▶ [Exercise] List every line of the records that contains the word "shorts", counting only matches with the same capitalization.

▶ [Material to process]
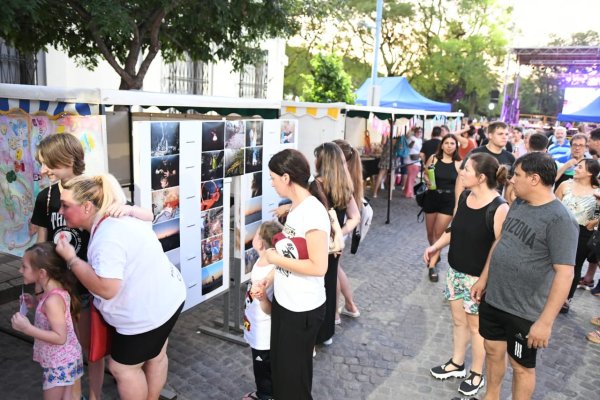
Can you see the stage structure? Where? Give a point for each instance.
(574, 66)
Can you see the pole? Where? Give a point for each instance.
(374, 95)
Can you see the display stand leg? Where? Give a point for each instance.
(229, 330)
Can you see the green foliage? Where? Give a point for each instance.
(328, 82)
(123, 32)
(299, 63)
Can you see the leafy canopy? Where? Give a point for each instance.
(328, 82)
(129, 34)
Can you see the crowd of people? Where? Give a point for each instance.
(516, 209)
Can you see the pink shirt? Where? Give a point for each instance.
(56, 355)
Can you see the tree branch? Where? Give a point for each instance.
(108, 56)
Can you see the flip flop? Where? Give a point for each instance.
(349, 313)
(433, 275)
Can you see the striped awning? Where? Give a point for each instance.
(47, 107)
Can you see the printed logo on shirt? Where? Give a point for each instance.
(520, 230)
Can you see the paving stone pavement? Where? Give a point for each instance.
(404, 329)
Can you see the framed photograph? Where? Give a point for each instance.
(212, 194)
(213, 136)
(235, 134)
(165, 172)
(165, 204)
(164, 138)
(253, 159)
(254, 133)
(212, 165)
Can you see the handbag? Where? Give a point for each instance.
(336, 239)
(100, 335)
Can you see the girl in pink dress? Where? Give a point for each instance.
(55, 346)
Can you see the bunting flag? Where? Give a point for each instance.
(47, 107)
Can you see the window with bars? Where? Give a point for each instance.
(186, 77)
(253, 78)
(17, 67)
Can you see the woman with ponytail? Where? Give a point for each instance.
(125, 271)
(300, 254)
(472, 236)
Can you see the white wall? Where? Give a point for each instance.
(62, 71)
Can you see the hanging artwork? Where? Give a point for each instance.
(20, 177)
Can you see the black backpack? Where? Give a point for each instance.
(490, 212)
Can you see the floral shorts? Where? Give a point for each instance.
(62, 376)
(458, 287)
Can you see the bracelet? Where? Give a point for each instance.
(71, 262)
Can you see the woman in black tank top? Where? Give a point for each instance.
(476, 226)
(439, 200)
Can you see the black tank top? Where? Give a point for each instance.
(471, 240)
(445, 175)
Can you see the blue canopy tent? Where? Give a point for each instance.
(396, 92)
(589, 113)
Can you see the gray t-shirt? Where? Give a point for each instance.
(534, 238)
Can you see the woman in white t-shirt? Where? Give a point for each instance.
(136, 288)
(299, 302)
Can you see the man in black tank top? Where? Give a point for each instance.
(498, 137)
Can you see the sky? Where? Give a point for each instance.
(535, 20)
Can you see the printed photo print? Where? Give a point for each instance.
(213, 136)
(212, 277)
(250, 231)
(168, 234)
(288, 129)
(234, 162)
(164, 138)
(254, 186)
(212, 223)
(212, 194)
(254, 131)
(212, 250)
(165, 204)
(253, 159)
(165, 172)
(212, 165)
(250, 257)
(235, 134)
(253, 211)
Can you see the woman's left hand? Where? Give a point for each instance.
(65, 249)
(20, 322)
(590, 225)
(119, 210)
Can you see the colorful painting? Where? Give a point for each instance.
(20, 177)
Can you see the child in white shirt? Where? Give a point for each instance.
(257, 313)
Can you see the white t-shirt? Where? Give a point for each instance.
(151, 287)
(297, 292)
(257, 323)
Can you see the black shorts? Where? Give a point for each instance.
(498, 325)
(136, 349)
(442, 203)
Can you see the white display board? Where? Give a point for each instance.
(178, 169)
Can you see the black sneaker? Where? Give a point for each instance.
(443, 371)
(468, 388)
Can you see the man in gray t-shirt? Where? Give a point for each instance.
(528, 276)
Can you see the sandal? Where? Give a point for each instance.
(593, 336)
(433, 275)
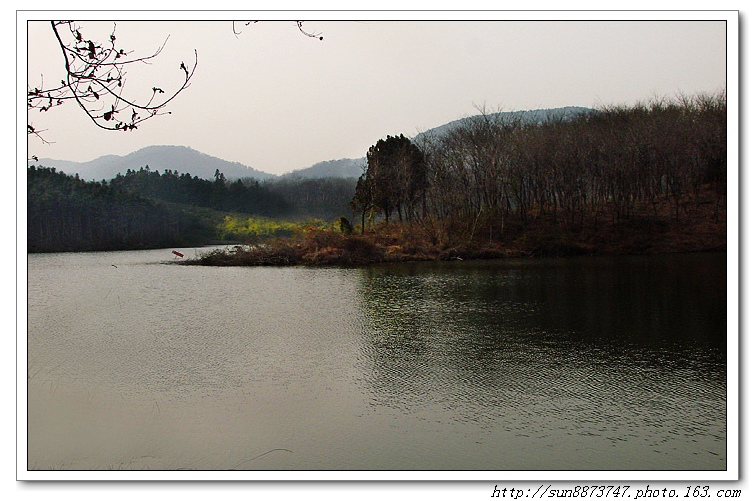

▶ [Finished answer]
Can you see the floral shorts? Where? Give a point for each instance.
Can you see the black shorts? Where? Give a point for each instance.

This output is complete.